STUDY TEXT =>
1998


From: University of California - San Francisco

New Model Makes It Possible To Predict Emergence Of Antiviral Drug Resistance

Researchers led by a UC San Francisco scientist have developed a model for predicting the emergence of antiviral drug resistance and for identifying the key factors that generate drug resistance.

The model, reported in the June 1 issue of Nature Medicine and lauded in an accompanying review by a Yale School of Management professor of management sciences and medicine, looked specifically at the likelihood of drug resistance occurring with increased use of a drug to treat genital herpes. The findings predicted that while increased use would lead to elevated levels of drug resistant strains, the number of cases of the disease would significantly decrease.

However, the greater significance of the study, said the principal investigator, Sally Blower, PhD, an associate professor of microbiology, immunology and medicine at UCSF, is the potential use of the new methodology for predicting drug resistance in many infectious diseases prone to antibiotic or antiviral resistance, including HIV.

"The methodology we've developed and applied to genital herpes can be used as a health policy tool to predict the likelihood of future levels of antibiotic or antiviral resistance for numerous infectious diseases, including HIV," said Blower.

A tool to predict future drug resistance is sorely needed, according to Edward H. Kaplan, PhD, of Yale in his review of the study. "This new model," he said, "provides a way to challenge the inertia often seen in public health decisions in which the overwhelming cost and timing required by empirical studies renders such analyses unfeasible, leading by default to decisions not to promote drug treatment when there is a risk of drug resistance developing."

The UCSF mathematical model, which traced the dynamics of drug-sensitive and drug-resistant herpes simplex virus in the general population, was designed to predict how much drug resistance could be expected to emerge over the next 50 years if treatment rates increased, and to identify the key factors that would determine the emergence of drug resistance.

Using two forms of statistical analyses, known as uncertainty and sensitivity analyses, the researchers examined a wide range of numerical values considered plausible for every parameter in the model, ranging from the best, most likely, to worst case values. These numbers were approved by a panel of infectious disease experts.

ASSIGNED TASK 1 => List the fields in which the drug-resistance article says Sally Blower is an associate professor.
ASSIGNED TASK 2 => Rewrite the drug-resistance article from "The UCSF mathematical" up to and including "infectious disease experts.", replacing "mathematical model" with "computer model".
ASSIGNED TASK 3 => Continue the drug-resistance article past its final sentence.
The items that follow come from a separate source and have no connection to the drug-resistance article.

SUPPLIED DATA =>
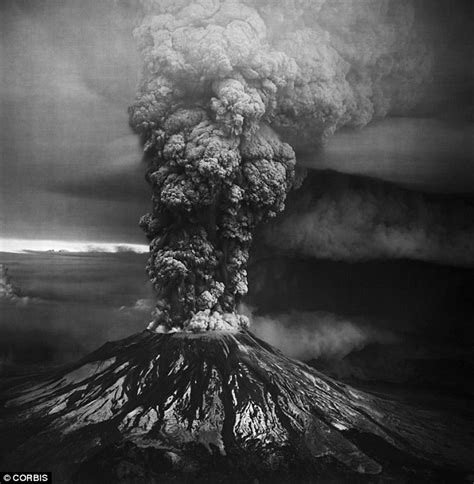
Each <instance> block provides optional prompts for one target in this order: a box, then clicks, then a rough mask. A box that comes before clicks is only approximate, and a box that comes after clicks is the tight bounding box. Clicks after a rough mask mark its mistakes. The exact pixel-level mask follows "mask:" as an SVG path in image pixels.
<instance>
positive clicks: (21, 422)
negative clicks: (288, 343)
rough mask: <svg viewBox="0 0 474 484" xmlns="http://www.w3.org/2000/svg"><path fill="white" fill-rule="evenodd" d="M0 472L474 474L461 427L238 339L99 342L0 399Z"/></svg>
mask: <svg viewBox="0 0 474 484" xmlns="http://www.w3.org/2000/svg"><path fill="white" fill-rule="evenodd" d="M1 397H2V398H1V400H2V415H3V417H2V419H1V421H0V434H1V435H2V439H1V443H0V445H1V449H2V455H3V459H2V461H3V462H2V467H4V468H7V467H8V468H14V469H18V470H20V469H23V470H30V471H31V469H47V470H51V471H52V472H53V479H55V480H56V482H61V483H63V482H64V483H82V482H83V483H86V482H87V483H94V482H118V483H138V482H143V483H151V482H183V480H184V481H186V480H187V481H188V482H189V480H190V479H191V481H192V482H199V481H202V482H224V481H225V482H242V481H244V482H252V480H254V479H257V480H258V481H259V482H266V481H270V480H272V479H275V478H278V479H279V481H280V482H282V481H284V480H285V479H286V480H287V481H288V482H295V481H296V482H301V481H305V482H311V481H313V480H315V479H318V482H320V479H324V478H326V479H329V480H330V481H332V482H341V480H343V481H347V480H350V481H351V482H359V481H362V482H366V481H369V482H372V481H373V482H380V479H382V482H383V481H384V480H385V478H386V479H388V480H389V481H390V480H392V479H396V480H397V482H403V481H407V480H410V478H414V477H415V476H416V478H417V479H418V482H420V480H423V478H426V480H432V479H433V477H434V476H437V477H439V476H447V477H446V478H448V477H449V478H451V477H453V476H461V475H464V474H466V473H467V472H469V470H470V469H472V468H473V467H474V459H473V455H472V452H470V450H472V449H470V448H469V443H470V441H472V433H471V434H470V433H469V429H470V426H469V425H468V417H469V416H467V415H466V416H465V417H461V416H459V417H457V418H453V417H452V416H451V417H448V416H443V415H442V414H440V413H431V412H427V411H422V410H419V409H415V408H411V407H408V406H404V405H402V404H400V403H394V402H391V401H389V400H385V399H381V398H378V397H375V396H373V395H371V394H368V393H364V392H361V391H358V390H356V389H354V388H351V387H349V386H347V385H343V384H341V383H338V382H336V381H335V380H333V379H331V378H329V377H327V376H325V375H324V374H322V373H320V372H318V371H316V370H314V369H312V368H310V367H308V366H306V365H305V364H303V363H300V362H297V361H294V360H291V359H289V358H287V357H285V356H284V355H283V354H281V353H280V352H279V351H277V350H276V349H274V348H273V347H271V346H269V345H268V344H266V343H265V342H263V341H261V340H259V339H257V338H256V337H255V336H253V335H252V333H250V332H247V331H239V332H207V333H197V334H192V333H184V332H181V333H172V334H157V333H151V332H149V331H144V332H142V333H138V334H135V335H133V336H130V337H129V338H126V339H123V340H121V341H117V342H112V343H107V344H105V345H104V346H102V347H101V348H99V349H98V350H97V351H95V352H94V353H92V354H90V355H89V356H87V357H85V358H84V359H82V360H80V361H79V362H77V363H75V364H73V365H70V366H67V367H62V368H57V369H54V370H49V371H47V372H44V373H40V374H37V375H34V376H22V377H15V378H10V379H8V380H6V381H4V383H3V386H2V389H1Z"/></svg>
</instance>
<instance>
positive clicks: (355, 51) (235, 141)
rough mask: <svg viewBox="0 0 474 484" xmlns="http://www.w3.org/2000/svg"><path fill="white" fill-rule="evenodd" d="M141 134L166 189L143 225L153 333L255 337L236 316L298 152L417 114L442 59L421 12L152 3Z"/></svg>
mask: <svg viewBox="0 0 474 484" xmlns="http://www.w3.org/2000/svg"><path fill="white" fill-rule="evenodd" d="M142 3H143V7H144V12H145V15H144V16H143V20H142V22H141V24H140V26H139V27H138V28H137V29H136V37H137V39H138V44H139V48H140V51H141V53H142V56H143V58H144V70H143V77H142V81H141V85H140V89H139V92H138V95H137V99H136V101H135V104H134V105H133V106H132V107H131V108H130V122H131V125H132V127H133V128H134V130H135V131H136V132H137V133H138V134H139V135H140V136H141V139H142V142H143V146H144V151H145V157H146V160H147V161H148V164H149V171H148V181H149V183H150V185H151V186H152V189H153V206H152V211H151V213H150V214H147V215H145V216H144V217H143V218H142V220H141V225H142V227H143V228H144V230H145V232H146V234H147V237H148V239H149V240H150V259H149V263H148V266H147V269H148V273H149V276H150V278H151V281H152V283H153V284H154V286H155V289H156V292H157V295H158V303H157V307H156V310H155V312H154V323H153V325H152V327H158V328H160V330H171V329H172V328H180V329H183V328H187V329H191V330H201V329H225V328H230V327H235V326H241V325H246V324H247V320H246V318H245V317H243V316H239V315H236V311H235V308H236V304H237V303H238V302H239V301H240V299H241V297H242V296H243V295H244V294H245V293H246V292H247V273H246V265H247V260H248V257H249V250H250V246H251V242H252V234H253V232H254V229H255V227H256V226H257V225H259V224H260V223H262V222H263V221H265V220H266V219H268V218H270V217H273V216H274V215H275V214H277V213H278V212H280V211H281V210H283V208H284V202H285V198H286V194H287V192H288V191H289V190H290V189H291V187H292V185H293V180H294V164H295V154H294V151H293V149H292V148H291V147H290V146H289V145H288V144H286V143H285V142H283V141H282V140H281V139H280V136H281V137H282V138H283V140H284V141H288V142H290V144H291V145H292V146H293V148H295V149H296V150H298V149H301V148H302V147H303V148H305V147H308V146H319V145H320V144H321V143H323V142H324V140H325V139H326V138H327V137H328V136H329V135H331V134H332V133H333V132H334V131H335V130H336V129H338V128H340V127H342V126H350V127H360V126H364V125H365V124H367V123H368V122H369V121H371V120H372V119H373V118H376V117H383V116H385V115H387V114H390V113H396V114H400V113H409V112H410V111H411V110H412V109H413V108H414V107H416V105H417V103H418V102H419V99H420V97H421V95H422V94H423V91H424V88H425V84H426V83H427V81H428V80H429V77H430V69H431V64H432V55H431V52H430V50H429V49H428V48H427V46H426V43H425V42H424V41H423V39H421V38H420V35H419V34H418V29H417V28H416V16H415V8H414V6H413V4H414V2H410V1H399V0H384V1H380V0H377V1H373V0H365V1H360V0H354V1H346V0H345V1H342V2H341V1H339V0H331V1H314V0H308V1H296V0H295V1H291V2H288V1H286V0H285V1H284V2H283V1H282V2H267V1H265V0H263V1H251V2H245V3H244V2H239V1H238V0H228V1H218V0H215V1H204V0H203V1H196V2H193V3H192V4H189V2H188V1H178V2H168V1H162V0H160V1H154V0H152V1H148V0H145V1H143V2H142Z"/></svg>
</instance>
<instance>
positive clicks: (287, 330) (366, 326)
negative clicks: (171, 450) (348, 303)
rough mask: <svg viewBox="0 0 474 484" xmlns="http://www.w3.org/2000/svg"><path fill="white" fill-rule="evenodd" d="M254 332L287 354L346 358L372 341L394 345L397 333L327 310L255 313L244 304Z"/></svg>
mask: <svg viewBox="0 0 474 484" xmlns="http://www.w3.org/2000/svg"><path fill="white" fill-rule="evenodd" d="M242 310H243V311H244V312H246V313H247V314H248V315H249V317H250V320H251V323H252V331H253V332H254V333H255V334H256V335H257V336H258V337H260V338H262V339H263V340H265V341H266V342H268V343H270V344H272V345H273V346H276V347H277V348H278V349H280V350H281V351H282V352H283V353H284V354H285V355H287V356H290V357H292V358H297V359H299V360H303V361H308V360H311V359H338V360H339V359H342V358H344V357H345V356H347V355H348V354H349V353H352V352H353V351H357V350H361V349H362V348H364V347H365V346H367V345H368V344H370V343H380V344H391V343H395V342H396V341H397V336H396V335H395V334H394V333H392V332H391V331H388V330H386V329H380V328H375V327H373V326H371V325H369V324H368V323H367V322H361V321H355V320H351V319H349V318H345V317H343V316H339V315H336V314H333V313H328V312H324V311H314V312H311V311H291V312H289V313H280V314H275V315H263V316H262V315H256V314H252V309H251V308H249V307H244V308H243V309H242Z"/></svg>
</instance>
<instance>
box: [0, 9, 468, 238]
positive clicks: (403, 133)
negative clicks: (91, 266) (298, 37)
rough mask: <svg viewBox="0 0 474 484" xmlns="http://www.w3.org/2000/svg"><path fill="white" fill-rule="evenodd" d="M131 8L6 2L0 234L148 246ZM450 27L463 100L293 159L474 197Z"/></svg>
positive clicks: (346, 131)
mask: <svg viewBox="0 0 474 484" xmlns="http://www.w3.org/2000/svg"><path fill="white" fill-rule="evenodd" d="M457 4H459V5H462V6H464V7H463V8H464V10H465V6H466V5H467V3H466V2H457ZM433 5H434V4H433ZM436 5H443V3H442V2H436ZM460 11H461V14H459V15H462V9H460ZM134 15H135V12H134V11H133V9H132V8H130V7H127V3H126V2H115V1H113V0H103V1H100V2H96V1H92V0H86V1H80V2H77V1H76V2H74V1H67V0H66V1H64V0H45V1H42V2H34V1H28V0H17V1H11V0H4V1H2V2H1V4H0V22H1V37H0V49H1V50H0V53H1V55H0V63H1V65H0V123H1V129H0V137H1V138H0V162H1V165H0V190H1V206H0V228H1V233H2V236H3V237H4V238H5V237H6V238H11V239H42V240H55V239H56V240H66V241H94V242H108V243H118V244H121V243H137V244H141V243H145V239H144V236H143V234H142V232H141V230H140V229H139V227H138V219H139V217H140V215H142V214H143V213H145V212H146V211H148V208H149V205H150V202H149V199H150V192H149V189H148V187H147V185H146V183H145V182H144V171H145V169H144V166H143V164H142V163H141V152H140V147H139V143H138V139H137V137H136V136H135V135H134V134H132V132H131V130H130V128H129V126H128V115H127V107H128V106H129V105H130V104H131V103H132V101H133V98H134V93H135V89H136V86H137V82H138V79H139V77H140V69H141V60H140V57H139V55H138V53H137V51H136V47H135V42H134V39H133V37H132V30H133V24H134ZM459 15H458V17H459ZM458 17H456V15H453V18H455V19H456V18H458ZM452 22H454V21H452ZM446 23H447V24H449V21H447V22H446ZM454 25H455V24H454ZM455 27H456V25H455ZM455 27H454V28H451V30H450V31H449V32H450V34H449V35H447V34H446V37H445V38H446V42H444V43H443V40H442V39H441V38H440V40H439V43H440V45H441V46H443V45H444V44H447V45H450V46H451V47H450V48H445V47H443V49H444V50H443V49H441V47H440V51H441V50H443V52H442V53H441V54H440V59H441V60H440V61H439V63H438V70H443V72H444V73H443V74H442V75H438V79H443V80H444V81H443V82H445V84H446V82H448V84H449V86H451V85H452V86H455V89H454V90H455V91H456V92H458V94H459V93H461V94H459V96H458V97H459V98H460V99H461V102H460V103H458V105H453V103H452V99H451V98H450V97H449V95H448V96H446V97H447V99H448V101H446V100H443V102H445V104H446V103H447V104H449V109H446V112H445V114H446V115H445V116H438V119H423V118H422V117H417V118H391V119H387V120H385V121H382V122H376V123H373V124H371V125H369V126H368V127H366V128H365V129H363V130H360V131H343V132H340V133H338V134H336V136H334V137H333V138H332V139H331V140H330V141H329V144H328V145H327V147H326V148H325V149H323V150H322V151H320V152H317V153H299V154H298V161H299V163H301V164H302V165H304V166H307V167H309V168H313V169H327V168H329V169H334V170H338V171H342V172H346V173H352V174H359V175H366V176H371V177H376V178H380V179H383V180H388V181H392V182H395V183H398V184H400V185H402V186H405V187H409V188H415V189H419V190H423V191H428V192H437V193H459V194H466V193H468V194H469V193H474V170H473V169H472V167H471V164H472V154H473V141H472V140H473V136H472V135H473V128H472V123H469V122H467V121H466V116H465V115H464V114H463V116H462V119H459V116H457V114H456V112H457V110H459V109H461V110H463V109H464V108H465V106H464V105H463V102H464V101H465V99H466V94H465V92H464V91H465V86H466V84H468V81H469V80H470V79H471V78H472V66H471V67H469V65H466V64H465V62H466V60H465V53H466V51H467V52H469V50H468V49H469V42H468V43H467V45H466V42H465V39H464V38H463V35H462V34H459V35H457V36H456V35H454V34H453V32H454V31H456V28H455ZM441 32H442V31H441ZM453 35H454V36H453ZM469 40H470V37H469ZM470 45H472V42H471V44H470ZM466 49H467V50H466ZM463 56H464V57H463ZM463 63H464V65H463ZM466 79H467V81H466ZM449 86H448V89H444V90H443V92H445V91H449V90H450V87H449ZM459 86H461V87H459ZM444 88H446V86H444ZM463 96H464V97H463ZM448 111H449V112H448ZM451 111H452V112H451ZM438 114H439V113H438Z"/></svg>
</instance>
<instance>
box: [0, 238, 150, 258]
mask: <svg viewBox="0 0 474 484" xmlns="http://www.w3.org/2000/svg"><path fill="white" fill-rule="evenodd" d="M148 251H149V247H148V245H145V244H130V243H127V242H95V241H77V242H72V241H69V240H48V239H17V238H6V237H5V238H3V237H2V238H0V252H5V253H11V254H25V253H28V252H66V253H87V252H104V253H119V252H135V253H137V254H143V253H147V252H148Z"/></svg>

EXERCISE RESULT 1 => microbiology, immunology, medicine

EXERCISE RESULT 2 =>
The UCSF computer model, which traced the dynamics of drug-sensitive and drug-resistant herpes simplex virus in the general population, was designed to predict how much drug resistance could be expected to emerge over the next 50 years if treatment rates increased, and to identify the key factors that would determine the emergence of drug resistance.

Using two forms of statistical analyses, known as uncertainty and sensitivity analyses, the researchers examined a wide range of numerical values considered plausible for every parameter in the model, ranging from the best, most likely, to worst case values. These numbers were approved by a panel of infectious disease experts.

EXERCISE RESULT 3 =>
"The results of the uncertainty and sensitivity analyses demonstrated," said Blower, "that increasing treatment rates would be extremely beneficial if there is a low probability that acquired drug-resistance will develop and/or if the drug-resistant strains that emerge are of low transmissibility. Currently many infectious disease experts believe that these conditions appear plausible but the precise values of these two parameters must be determined by future empirical studies."

Genital herpes is only treated in 10 percent of cases in the United States and often goes untreated altogether in Third World countries. The apparent reason, at least in the United States, is that most people who contract the condition don't find it bothersome enough to warrant the effort.

However, "the overwhelming finding of the study was that treating herpes epidemics would always be beneficial, in terms of the number of cases prevented in relation to the number of drug resistant cases that developed," said Blower.

The study found that, even in the worst case, at least five drug-sensitive infections could be prevented on average for each case of drug-resistant genetic herpes.

And since genital herpes is a risk factor for developing HIV, increasing treatment rates of genital herpes could potentially also have an important indirect and rapid effect on decreasing the incidence of HIV, she said. The study also found, however, that increasing treatment over a 50-year period correlated with a significant increase in drug resistant strains of the virus, which can be spread through sexual transmission or evolve naturally during treatment. In fact, after 50 years of increased treatment with the drug acyclovir, drug resistant strains accounted for 29 percent of infectious cases. Importantly, the model also identified the most influential factors in the emergence of strains of genital herpes resistant to drugs, which could lead to preventive measures, said Blower. They included the average number of infectious episodes per year, the transmission probability of drug-resistant strains and the average number of new sex partners.

The next step, however, she said, must be biological studies to determine the transmissibility of drug resistant strains and the likelihood of acquiring permanent drug resistance during episodic treatment.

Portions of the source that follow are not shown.